◆ TEXT BLOCK:

☆ ☆ ☆ ☆ ☆ ☆ ☆

# This is not interesting.............>



## Arch (Jun 13, 2006)

ah..... you clicked...... how nice of you...... you didnt have to you know...... well i best show some pics then :mrgreen: 

A few more of the church folly...... just for you special people  

















My friend and her daughter were with me..... she had a kite in the shape of a bat  ....... so i thought i'd leave it in this one.











Thank you for browsing........ [end wierd thread]


----------



## LaFoto (Jun 13, 2006)

Ah, thanks for that, Archie, although I am kind of convinced we are not your one and only special people, but whatever... 
Where is this? 
Should I make my trip to Cornwall for "The Sheep Walk" come true, would I get a chance to see something similar?
I would not DARE to think I might photograph anything similar as well as you do, but... I could try!


----------



## Mohain (Jun 13, 2006)

Archangel said:
			
		

> ...... just for you special people


 
I'm one of them! :bounce:

A W S O M E thread AA :thumbup: :thumbup: :thumbup:  

What a great palce you've found ... and you've really done it justice with these! Love them all, the drama and atmosphere are just superb. :hail:


----------



## Fate (Jun 13, 2006)

Awsome man  i want to visit this place!!


----------



## bethany138 (Jun 13, 2006)

MANN.. I wish i didn't live in Mississippi.  We have no cool things like this.  I could take a shot of a pine tree!  YESSS.  

Anyway... very nice..lol.


----------



## spako (Jun 13, 2006)

great shots!
I especially like of you framed the third one!
I also like the last one!


----------



## Antarctican (Jun 13, 2006)

WHOA!!! COOL!! Love 'em all (and love the title too). The folly looks so different from that angle. You had some great clouds that day. An absolutely killer series. You may have singlehandedly increased the tourist traffic to your area with these shots.


----------



## tehbuffalo (Jun 13, 2006)

☆ ☆ ☆ ☆ ☆ ☆ ☆

◆ STORED DATA:
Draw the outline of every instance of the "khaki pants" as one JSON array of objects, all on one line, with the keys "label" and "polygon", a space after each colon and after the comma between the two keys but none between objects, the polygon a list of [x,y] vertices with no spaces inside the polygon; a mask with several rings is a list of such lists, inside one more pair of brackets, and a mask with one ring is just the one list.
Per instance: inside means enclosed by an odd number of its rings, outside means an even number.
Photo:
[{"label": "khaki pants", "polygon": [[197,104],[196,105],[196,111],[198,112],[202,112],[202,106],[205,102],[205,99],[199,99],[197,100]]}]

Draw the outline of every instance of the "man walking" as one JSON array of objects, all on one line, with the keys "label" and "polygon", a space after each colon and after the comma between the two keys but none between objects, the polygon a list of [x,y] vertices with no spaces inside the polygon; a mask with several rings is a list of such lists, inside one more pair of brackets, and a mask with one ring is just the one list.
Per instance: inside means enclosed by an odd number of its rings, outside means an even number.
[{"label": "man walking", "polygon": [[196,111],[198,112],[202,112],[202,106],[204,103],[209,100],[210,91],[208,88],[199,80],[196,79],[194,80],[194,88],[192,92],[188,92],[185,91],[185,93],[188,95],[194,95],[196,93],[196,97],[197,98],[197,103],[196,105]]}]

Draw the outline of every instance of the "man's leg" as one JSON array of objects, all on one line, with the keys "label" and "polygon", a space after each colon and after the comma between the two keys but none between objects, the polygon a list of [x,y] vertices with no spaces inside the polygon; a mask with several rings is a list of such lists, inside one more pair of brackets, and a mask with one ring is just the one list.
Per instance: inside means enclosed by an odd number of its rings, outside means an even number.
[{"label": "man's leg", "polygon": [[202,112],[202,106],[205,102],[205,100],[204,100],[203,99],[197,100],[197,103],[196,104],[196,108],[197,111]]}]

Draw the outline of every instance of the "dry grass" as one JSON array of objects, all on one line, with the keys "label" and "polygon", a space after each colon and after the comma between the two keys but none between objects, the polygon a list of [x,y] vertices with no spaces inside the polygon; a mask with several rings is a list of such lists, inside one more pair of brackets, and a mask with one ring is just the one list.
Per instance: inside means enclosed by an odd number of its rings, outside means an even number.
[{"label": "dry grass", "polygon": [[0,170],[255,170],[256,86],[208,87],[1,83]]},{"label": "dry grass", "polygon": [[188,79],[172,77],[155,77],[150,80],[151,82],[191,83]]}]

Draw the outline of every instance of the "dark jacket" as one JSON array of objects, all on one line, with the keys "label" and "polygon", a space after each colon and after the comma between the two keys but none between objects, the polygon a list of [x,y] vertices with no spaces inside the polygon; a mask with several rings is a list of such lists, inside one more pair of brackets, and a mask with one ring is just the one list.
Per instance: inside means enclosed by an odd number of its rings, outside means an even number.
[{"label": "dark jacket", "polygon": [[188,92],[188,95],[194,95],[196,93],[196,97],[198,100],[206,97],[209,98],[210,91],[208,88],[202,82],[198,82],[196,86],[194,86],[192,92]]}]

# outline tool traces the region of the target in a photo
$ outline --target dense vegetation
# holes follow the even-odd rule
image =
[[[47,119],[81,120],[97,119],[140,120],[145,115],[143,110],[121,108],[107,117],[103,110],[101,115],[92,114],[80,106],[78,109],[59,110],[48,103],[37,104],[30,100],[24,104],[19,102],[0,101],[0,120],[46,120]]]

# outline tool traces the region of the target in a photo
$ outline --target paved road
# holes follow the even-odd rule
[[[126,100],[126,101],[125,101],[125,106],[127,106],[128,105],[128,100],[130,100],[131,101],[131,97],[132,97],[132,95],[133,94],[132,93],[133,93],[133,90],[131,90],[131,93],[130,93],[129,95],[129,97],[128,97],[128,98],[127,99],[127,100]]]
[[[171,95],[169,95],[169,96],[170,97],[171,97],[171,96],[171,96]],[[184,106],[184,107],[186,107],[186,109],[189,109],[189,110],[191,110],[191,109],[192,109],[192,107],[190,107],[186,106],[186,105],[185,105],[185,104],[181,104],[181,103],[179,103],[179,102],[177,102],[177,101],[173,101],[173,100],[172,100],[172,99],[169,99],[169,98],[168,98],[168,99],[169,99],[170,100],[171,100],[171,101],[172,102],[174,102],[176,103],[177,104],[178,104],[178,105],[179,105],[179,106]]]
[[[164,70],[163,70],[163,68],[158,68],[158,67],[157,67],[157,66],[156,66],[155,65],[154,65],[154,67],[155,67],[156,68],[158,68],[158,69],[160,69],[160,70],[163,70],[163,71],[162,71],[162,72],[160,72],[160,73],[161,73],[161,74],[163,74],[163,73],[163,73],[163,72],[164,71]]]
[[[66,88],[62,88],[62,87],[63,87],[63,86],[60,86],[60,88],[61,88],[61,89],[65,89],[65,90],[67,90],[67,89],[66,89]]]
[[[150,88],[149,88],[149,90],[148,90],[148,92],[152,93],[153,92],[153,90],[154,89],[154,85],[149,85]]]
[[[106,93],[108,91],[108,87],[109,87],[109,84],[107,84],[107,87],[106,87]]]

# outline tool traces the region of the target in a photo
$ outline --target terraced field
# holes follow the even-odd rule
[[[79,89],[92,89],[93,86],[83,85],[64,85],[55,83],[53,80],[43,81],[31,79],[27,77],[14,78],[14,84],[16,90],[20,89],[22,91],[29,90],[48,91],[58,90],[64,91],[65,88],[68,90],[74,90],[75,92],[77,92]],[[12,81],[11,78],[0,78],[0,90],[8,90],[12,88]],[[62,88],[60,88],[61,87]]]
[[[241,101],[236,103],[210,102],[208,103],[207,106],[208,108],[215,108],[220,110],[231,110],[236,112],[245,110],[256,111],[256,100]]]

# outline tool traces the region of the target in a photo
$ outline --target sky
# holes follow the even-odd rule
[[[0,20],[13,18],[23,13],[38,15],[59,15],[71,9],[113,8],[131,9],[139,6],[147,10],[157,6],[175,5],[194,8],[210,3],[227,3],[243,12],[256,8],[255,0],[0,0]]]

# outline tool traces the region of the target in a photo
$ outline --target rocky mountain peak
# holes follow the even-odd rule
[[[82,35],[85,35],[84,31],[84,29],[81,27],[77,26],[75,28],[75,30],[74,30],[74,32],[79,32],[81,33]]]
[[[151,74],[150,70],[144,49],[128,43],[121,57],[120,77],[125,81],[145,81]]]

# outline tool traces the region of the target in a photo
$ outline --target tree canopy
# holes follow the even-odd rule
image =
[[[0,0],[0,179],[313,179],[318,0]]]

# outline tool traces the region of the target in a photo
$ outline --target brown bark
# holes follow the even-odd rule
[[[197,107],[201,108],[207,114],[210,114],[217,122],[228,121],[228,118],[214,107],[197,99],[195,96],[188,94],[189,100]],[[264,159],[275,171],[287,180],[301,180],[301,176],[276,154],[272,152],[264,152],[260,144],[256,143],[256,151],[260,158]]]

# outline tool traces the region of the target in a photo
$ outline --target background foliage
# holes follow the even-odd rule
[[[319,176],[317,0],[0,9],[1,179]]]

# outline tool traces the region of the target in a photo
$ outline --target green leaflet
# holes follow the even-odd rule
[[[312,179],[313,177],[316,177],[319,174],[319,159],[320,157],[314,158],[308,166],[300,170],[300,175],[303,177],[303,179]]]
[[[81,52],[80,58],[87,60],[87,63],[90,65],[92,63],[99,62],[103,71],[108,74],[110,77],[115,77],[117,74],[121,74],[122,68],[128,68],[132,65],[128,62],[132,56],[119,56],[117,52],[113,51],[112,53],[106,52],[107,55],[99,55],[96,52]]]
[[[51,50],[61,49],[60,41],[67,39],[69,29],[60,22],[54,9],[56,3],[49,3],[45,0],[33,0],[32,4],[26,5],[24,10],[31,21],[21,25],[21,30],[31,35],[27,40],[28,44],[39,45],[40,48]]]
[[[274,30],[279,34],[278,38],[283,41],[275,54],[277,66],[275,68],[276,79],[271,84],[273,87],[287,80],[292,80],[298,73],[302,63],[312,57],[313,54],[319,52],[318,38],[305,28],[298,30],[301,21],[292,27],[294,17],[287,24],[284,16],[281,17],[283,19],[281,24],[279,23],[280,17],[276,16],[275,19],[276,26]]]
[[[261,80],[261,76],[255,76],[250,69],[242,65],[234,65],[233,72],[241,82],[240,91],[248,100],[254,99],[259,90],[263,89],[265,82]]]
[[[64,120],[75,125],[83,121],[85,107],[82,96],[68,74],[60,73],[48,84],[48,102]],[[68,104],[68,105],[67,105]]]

☆ ☆ ☆ ☆ ☆ ☆ ☆

◆ DIRECTIONS: Reproduce the part of the forum thread between "WHOA!!! COOL!! Love" and "tehbuffalo (Jun 13, 2006)", inclusive, substituting "skies" for "clouds".

◆ WRITTEN RESPONSE:
WHOA!!! COOL!! Love 'em all (and love the title too). The folly looks so different from that angle. You had some great skies that day. An absolutely killer series. You may have singlehandedly increased the tourist traffic to your area with these shots.


----------



## tehbuffalo (Jun 13, 2006)